Requirement
Each entry needs to be restated exactly as written.

-=-=-

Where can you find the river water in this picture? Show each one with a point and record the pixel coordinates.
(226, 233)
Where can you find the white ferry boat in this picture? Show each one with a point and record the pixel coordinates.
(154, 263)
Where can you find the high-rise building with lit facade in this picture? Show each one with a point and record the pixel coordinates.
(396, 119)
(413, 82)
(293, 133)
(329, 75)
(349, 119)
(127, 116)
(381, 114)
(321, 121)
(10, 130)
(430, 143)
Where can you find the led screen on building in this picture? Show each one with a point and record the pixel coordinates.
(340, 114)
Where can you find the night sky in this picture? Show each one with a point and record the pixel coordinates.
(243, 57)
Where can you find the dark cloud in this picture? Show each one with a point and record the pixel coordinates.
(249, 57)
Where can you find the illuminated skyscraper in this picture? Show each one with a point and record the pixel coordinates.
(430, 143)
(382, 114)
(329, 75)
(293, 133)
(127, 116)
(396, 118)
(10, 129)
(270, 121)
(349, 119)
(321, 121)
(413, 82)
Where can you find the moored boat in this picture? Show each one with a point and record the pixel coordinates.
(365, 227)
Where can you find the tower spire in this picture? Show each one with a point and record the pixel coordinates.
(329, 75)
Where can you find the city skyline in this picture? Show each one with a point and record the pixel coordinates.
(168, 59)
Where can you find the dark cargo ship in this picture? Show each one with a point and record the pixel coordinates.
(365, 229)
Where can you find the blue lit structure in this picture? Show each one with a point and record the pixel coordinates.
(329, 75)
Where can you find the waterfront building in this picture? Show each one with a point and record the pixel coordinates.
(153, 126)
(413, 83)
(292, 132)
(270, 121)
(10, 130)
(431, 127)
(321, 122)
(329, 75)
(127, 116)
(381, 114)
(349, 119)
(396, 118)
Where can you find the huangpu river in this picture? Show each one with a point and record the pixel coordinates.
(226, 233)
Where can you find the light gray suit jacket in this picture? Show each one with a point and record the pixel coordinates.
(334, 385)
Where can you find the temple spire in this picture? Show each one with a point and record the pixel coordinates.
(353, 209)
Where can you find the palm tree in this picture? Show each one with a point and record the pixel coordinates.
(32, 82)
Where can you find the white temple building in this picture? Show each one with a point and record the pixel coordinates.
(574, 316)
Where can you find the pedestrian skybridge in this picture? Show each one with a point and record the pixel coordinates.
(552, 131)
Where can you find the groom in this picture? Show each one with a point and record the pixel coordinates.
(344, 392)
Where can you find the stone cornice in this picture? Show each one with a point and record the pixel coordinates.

-=-=-

Exercise response
Where can you find the river water in this picture? Show each one with a point and record the pixel coordinates.
(226, 233)
Where can you find the white ferry boat in this picture? Show each one with a point and record the pixel coordinates.
(154, 263)
Where can you find the high-rise building with lit facade in this picture? Show each one with a point and record the pixel coordinates.
(396, 119)
(413, 82)
(293, 133)
(329, 75)
(349, 119)
(127, 116)
(381, 114)
(321, 121)
(10, 130)
(430, 143)
Where can you find the led screen on building in this picture? Show each one with a point and record the pixel coordinates.
(340, 114)
Where can you find the night sky in this picture? Show each one with a point and record the pixel coordinates.
(243, 57)
Where can you find the dark cloud in this picture? Show each one with a point and record the pixel coordinates.
(249, 57)
Where can you find the illuminated skyscraper in this picture? Show each one with a point and record the pixel coordinates.
(430, 143)
(382, 114)
(329, 75)
(293, 133)
(127, 116)
(396, 118)
(10, 129)
(270, 121)
(349, 119)
(321, 121)
(413, 82)
Where can you find the moored boat in this picture? Show each one with a point and record the pixel coordinates.
(365, 227)
Where can you find the tower spire in this picture? Show each one with a point and record the pixel coordinates.
(329, 75)
Where can you find the city skyline in this picture? Show each one with a point and record the pixel coordinates.
(168, 59)
Where can you find the dark cargo ship in this picture? Show each one with a point and record the pixel coordinates.
(365, 229)
Where can you find the blue lit structure in this picture? Show each one with a point and record the pixel coordinates.
(329, 75)
Where can you find the waterfront building in this picture? Show each one with a point and record the pixel coordinates.
(153, 126)
(413, 83)
(292, 132)
(270, 121)
(10, 130)
(431, 127)
(321, 122)
(329, 75)
(127, 116)
(381, 114)
(349, 119)
(396, 118)
Where can you find the huangpu river in this picture? Show each one with a point and record the pixel coordinates.
(226, 233)
Where can you find the light gray suit jacket in this picture? Show each one with a point and record the pixel coordinates.
(334, 385)
Where can you find the temple spire in this picture? Show each one with a point and record the pixel coordinates.
(353, 209)
Where can you find the palm tree in this picture? Show each one with a point and record the pixel coordinates.
(32, 82)
Where can you find the white temple building in this picture? Show each one with a point and record the pixel coordinates.
(574, 316)
Where can you find the pedestrian skybridge in this picture? Show each one with a point and record the pixel coordinates.
(552, 131)
Where can you find the groom in this picture? Show each one with a point and record the pixel coordinates.
(344, 392)
Where can you find the stone cornice in this picture? Show each one with a point and record the pixel coordinates.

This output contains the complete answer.